STATED PROBLEM 1. Pull out every line of the rows below that contains the string "orange", matching case exactly.

# I just picked up the new LUMEN-ARROWs from Lumenok---- AWESOME!!!!!!!!!!!!!!



## Rut-n-Hard (Aug 22, 2006)

Has anyone else shot these unbelievable LUMEN-ARROWS ? They are made by Lumenok and are the fool proof way to combined toughness , and 100% light up everytime shotability, because of the diameter (tight fit) and the arrows are made for the lumenok it takes a beating and is the brightest lumenok yet and it stays lit longer and has a removable battery! ! ! IT LIGHTS UP EVERY TIME PERIOD!!!!!! This might sound crazy but i have shot lumenoks and other arrows for ten years, but this is the baddest azz combo ever!!!!! LOts of stuff is gonna die in season 2 now!!!!!


----------



## elkski (Feb 4, 2005)

Not to be a naysayer but I don't see why I would want to shoot with a light on my arrow?? I usually get pass through s and find my arrow so how is it going to help me. I have seen them shot at shoots and they look fun for the kids and such but if I add any weight it will be a bigger bH mass. I mean even in Texas hog hunting at night??

GIVEN RECORDS.
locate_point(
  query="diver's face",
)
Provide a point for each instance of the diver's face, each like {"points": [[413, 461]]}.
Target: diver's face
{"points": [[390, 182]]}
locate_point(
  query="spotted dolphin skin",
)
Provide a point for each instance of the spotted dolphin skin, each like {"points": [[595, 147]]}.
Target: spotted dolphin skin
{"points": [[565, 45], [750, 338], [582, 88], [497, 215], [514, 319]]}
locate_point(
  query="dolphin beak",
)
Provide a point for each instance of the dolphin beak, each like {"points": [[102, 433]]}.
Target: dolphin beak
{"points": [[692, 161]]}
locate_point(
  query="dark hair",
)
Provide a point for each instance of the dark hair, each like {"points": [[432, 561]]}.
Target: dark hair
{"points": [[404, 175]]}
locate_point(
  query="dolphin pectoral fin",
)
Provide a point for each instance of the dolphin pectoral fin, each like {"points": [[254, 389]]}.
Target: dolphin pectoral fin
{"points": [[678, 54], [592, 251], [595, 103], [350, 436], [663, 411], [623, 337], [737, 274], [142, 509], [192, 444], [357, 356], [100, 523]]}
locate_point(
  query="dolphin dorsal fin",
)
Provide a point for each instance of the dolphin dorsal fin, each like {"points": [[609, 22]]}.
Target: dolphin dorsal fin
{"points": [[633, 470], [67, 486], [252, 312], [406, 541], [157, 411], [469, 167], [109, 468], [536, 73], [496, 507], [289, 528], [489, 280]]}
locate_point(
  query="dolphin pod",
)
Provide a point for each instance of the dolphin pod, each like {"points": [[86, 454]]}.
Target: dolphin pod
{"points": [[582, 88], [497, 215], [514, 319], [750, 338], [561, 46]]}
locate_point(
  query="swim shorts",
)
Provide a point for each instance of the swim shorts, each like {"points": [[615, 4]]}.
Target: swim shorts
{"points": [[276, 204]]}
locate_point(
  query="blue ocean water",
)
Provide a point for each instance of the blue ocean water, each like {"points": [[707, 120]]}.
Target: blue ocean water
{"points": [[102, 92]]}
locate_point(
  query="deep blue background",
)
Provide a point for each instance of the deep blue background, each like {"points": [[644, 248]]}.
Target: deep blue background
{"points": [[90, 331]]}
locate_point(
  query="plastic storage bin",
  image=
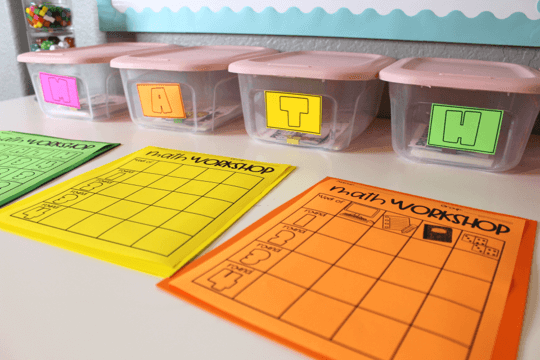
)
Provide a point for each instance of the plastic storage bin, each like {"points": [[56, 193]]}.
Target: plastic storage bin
{"points": [[469, 113], [186, 89], [79, 82], [310, 98]]}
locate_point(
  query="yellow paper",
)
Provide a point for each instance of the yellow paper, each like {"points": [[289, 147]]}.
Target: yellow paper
{"points": [[350, 271], [294, 112], [151, 211]]}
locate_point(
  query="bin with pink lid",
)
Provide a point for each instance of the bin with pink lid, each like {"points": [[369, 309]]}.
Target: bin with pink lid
{"points": [[184, 89], [79, 82], [317, 99], [468, 113]]}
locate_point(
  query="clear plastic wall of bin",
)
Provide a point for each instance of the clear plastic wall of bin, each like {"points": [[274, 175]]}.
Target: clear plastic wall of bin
{"points": [[99, 89], [411, 108], [348, 107], [210, 98]]}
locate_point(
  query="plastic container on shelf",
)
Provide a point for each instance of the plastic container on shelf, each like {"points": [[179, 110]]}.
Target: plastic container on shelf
{"points": [[310, 98], [185, 89], [469, 113], [79, 83]]}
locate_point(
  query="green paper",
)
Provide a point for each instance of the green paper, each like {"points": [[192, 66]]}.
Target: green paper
{"points": [[465, 128], [28, 161]]}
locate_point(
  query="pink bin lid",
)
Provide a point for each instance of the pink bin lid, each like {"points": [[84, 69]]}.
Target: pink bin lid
{"points": [[328, 65], [197, 58], [464, 74], [97, 54]]}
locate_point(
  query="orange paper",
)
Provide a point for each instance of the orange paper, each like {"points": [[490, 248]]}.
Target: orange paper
{"points": [[349, 271]]}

STATED PROBLEM 2. Copy out the forum thread on lighted arrows word for word, between "# I just picked" and "season 2 now!!!!!", inclusive.

COMPLETE RESPONSE 1.
  query="orange paper",
Provide a point for each instance of the orange paper, each like {"points": [[490, 248]]}.
Target: orange paper

COMPLETE RESPONSE 2.
# I just picked up the new LUMEN-ARROWs from Lumenok---- AWESOME!!!!!!!!!!!!!!



## Rut-n-Hard (Aug 22, 2006)

Has anyone else shot these unbelievable LUMEN-ARROWS ? They are made by Lumenok and are the fool proof way to combined toughness , and 100% light up everytime shotability, because of the diameter (tight fit) and the arrows are made for the lumenok it takes a beating and is the brightest lumenok yet and it stays lit longer and has a removable battery! ! ! IT LIGHTS UP EVERY TIME PERIOD!!!!!! This might sound crazy but i have shot lumenoks and other arrows for ten years, but this is the baddest azz combo ever!!!!! LOts of stuff is gonna die in season 2 now!!!!!